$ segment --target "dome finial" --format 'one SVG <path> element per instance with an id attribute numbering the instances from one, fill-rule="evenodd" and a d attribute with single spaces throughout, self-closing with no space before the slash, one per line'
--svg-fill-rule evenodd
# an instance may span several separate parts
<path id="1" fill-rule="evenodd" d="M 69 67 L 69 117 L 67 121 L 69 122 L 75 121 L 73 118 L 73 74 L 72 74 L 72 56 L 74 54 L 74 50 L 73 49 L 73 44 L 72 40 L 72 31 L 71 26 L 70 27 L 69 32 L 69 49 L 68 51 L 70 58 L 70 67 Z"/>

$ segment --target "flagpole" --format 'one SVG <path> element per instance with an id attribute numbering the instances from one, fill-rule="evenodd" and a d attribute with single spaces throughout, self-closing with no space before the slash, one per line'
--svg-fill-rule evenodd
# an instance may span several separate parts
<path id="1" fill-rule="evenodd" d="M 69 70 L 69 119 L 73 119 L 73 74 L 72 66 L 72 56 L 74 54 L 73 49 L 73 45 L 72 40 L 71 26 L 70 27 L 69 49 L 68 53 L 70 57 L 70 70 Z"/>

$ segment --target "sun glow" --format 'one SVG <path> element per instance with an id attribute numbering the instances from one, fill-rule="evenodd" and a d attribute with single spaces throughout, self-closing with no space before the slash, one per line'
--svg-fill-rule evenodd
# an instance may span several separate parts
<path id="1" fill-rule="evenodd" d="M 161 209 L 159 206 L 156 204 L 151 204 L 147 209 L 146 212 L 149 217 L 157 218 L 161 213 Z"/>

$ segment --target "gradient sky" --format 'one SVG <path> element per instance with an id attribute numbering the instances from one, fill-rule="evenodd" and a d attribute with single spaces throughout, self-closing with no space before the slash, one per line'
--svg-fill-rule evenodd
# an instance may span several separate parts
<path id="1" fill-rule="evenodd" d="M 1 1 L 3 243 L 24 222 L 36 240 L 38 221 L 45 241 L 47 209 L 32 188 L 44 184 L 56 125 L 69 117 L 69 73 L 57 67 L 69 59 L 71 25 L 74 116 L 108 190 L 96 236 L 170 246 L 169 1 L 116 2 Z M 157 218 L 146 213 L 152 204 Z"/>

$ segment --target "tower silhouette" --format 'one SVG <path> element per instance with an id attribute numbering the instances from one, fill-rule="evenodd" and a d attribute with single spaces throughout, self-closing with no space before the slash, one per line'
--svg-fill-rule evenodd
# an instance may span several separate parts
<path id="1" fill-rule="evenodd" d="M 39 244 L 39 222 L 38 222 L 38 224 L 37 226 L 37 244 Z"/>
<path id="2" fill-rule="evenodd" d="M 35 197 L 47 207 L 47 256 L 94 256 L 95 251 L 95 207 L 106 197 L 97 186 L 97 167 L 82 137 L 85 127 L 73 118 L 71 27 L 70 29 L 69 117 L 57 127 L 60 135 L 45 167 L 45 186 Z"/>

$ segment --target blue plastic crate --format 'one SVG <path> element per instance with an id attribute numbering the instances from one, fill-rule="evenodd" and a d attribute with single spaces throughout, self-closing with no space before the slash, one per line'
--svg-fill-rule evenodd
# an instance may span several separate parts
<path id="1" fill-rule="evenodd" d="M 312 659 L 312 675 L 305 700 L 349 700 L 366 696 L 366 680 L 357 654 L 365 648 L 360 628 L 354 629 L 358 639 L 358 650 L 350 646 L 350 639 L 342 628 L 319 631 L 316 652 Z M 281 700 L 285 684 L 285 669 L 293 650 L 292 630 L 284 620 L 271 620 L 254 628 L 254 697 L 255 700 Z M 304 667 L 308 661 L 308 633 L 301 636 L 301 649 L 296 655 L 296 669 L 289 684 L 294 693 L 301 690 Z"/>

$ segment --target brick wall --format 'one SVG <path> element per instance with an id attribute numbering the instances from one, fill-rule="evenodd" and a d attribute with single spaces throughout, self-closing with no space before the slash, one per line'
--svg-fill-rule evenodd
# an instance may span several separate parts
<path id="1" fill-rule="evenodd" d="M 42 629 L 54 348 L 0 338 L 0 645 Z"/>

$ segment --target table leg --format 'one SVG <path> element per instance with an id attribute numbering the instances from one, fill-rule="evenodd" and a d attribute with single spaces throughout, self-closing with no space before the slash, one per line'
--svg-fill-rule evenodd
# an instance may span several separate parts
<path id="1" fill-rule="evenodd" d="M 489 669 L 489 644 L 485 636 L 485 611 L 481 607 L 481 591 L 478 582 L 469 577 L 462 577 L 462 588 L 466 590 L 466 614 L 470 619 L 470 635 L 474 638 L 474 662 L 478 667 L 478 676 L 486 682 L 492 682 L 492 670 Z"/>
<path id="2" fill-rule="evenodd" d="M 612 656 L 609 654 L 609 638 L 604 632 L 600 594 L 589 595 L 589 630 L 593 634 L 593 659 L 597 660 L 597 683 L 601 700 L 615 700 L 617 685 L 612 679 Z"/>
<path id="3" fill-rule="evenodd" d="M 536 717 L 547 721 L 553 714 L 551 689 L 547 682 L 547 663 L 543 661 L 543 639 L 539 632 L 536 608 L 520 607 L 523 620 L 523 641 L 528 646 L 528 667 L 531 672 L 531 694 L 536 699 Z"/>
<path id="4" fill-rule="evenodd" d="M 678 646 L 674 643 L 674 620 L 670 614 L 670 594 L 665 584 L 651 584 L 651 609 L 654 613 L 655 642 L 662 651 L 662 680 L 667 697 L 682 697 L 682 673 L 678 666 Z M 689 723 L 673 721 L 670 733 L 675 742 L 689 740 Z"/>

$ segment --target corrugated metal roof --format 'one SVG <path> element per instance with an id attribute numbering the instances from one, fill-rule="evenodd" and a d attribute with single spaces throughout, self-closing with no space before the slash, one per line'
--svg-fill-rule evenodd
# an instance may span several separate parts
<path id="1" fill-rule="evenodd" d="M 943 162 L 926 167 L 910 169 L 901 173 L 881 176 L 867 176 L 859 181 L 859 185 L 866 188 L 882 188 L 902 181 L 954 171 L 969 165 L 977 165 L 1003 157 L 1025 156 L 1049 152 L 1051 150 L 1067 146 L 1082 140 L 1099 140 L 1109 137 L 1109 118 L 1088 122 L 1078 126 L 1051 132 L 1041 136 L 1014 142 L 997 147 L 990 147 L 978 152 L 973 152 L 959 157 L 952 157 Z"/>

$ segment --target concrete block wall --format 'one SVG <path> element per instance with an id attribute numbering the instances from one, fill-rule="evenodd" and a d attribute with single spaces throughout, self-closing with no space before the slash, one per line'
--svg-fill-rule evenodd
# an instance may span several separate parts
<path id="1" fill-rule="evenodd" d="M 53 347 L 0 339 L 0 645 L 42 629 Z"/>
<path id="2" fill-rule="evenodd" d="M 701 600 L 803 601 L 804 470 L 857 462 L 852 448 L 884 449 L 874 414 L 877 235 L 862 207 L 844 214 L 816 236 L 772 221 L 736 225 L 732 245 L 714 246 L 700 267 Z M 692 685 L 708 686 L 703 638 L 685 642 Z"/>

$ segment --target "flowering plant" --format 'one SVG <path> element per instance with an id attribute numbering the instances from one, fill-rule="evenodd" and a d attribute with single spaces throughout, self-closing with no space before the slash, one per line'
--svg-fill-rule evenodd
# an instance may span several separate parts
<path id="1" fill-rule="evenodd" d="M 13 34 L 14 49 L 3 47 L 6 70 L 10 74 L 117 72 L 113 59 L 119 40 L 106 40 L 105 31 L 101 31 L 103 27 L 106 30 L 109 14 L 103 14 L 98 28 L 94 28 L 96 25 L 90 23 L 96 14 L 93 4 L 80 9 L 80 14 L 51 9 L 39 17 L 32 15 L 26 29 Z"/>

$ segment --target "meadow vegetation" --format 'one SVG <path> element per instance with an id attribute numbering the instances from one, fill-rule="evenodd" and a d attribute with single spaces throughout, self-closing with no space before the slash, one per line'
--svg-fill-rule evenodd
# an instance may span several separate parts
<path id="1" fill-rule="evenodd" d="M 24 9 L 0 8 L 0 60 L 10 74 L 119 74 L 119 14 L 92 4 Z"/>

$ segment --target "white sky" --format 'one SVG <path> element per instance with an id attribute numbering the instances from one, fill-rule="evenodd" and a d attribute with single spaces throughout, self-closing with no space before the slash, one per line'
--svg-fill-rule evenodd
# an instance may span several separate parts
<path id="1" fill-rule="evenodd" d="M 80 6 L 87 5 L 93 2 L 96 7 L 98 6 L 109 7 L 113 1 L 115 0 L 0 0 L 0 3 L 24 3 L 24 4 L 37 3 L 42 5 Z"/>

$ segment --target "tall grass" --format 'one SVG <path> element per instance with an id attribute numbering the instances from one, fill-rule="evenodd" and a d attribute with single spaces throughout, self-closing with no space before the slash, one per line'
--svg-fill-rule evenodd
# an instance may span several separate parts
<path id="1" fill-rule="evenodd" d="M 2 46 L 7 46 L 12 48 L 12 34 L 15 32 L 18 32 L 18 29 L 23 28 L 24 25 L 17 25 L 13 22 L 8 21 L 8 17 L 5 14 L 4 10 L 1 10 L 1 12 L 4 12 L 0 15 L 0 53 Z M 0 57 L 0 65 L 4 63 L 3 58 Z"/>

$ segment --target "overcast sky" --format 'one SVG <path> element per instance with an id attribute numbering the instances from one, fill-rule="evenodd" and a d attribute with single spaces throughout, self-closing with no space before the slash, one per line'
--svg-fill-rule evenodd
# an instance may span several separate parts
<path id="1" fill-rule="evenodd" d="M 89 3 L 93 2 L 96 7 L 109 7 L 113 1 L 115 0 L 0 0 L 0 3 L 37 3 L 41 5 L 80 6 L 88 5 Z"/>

= = =

▶ [To do]
Pull out every line of the listing above that contains the word "wall", and copy each one.

▶ [Response below]
$ segment --target brick wall --format 'one SVG <path> element per instance with an id attribute numbering the instances from one, fill-rule="evenodd" and a d attribute with single spaces throughout, self-closing with no space before the slash, one per line'
$ segment --target concrete block wall --format 'one SVG <path> element per instance with an id attribute numbering the instances from one, fill-rule="evenodd" and a d attribute with single spaces throughout, self-closing with no space before the slash, one per line'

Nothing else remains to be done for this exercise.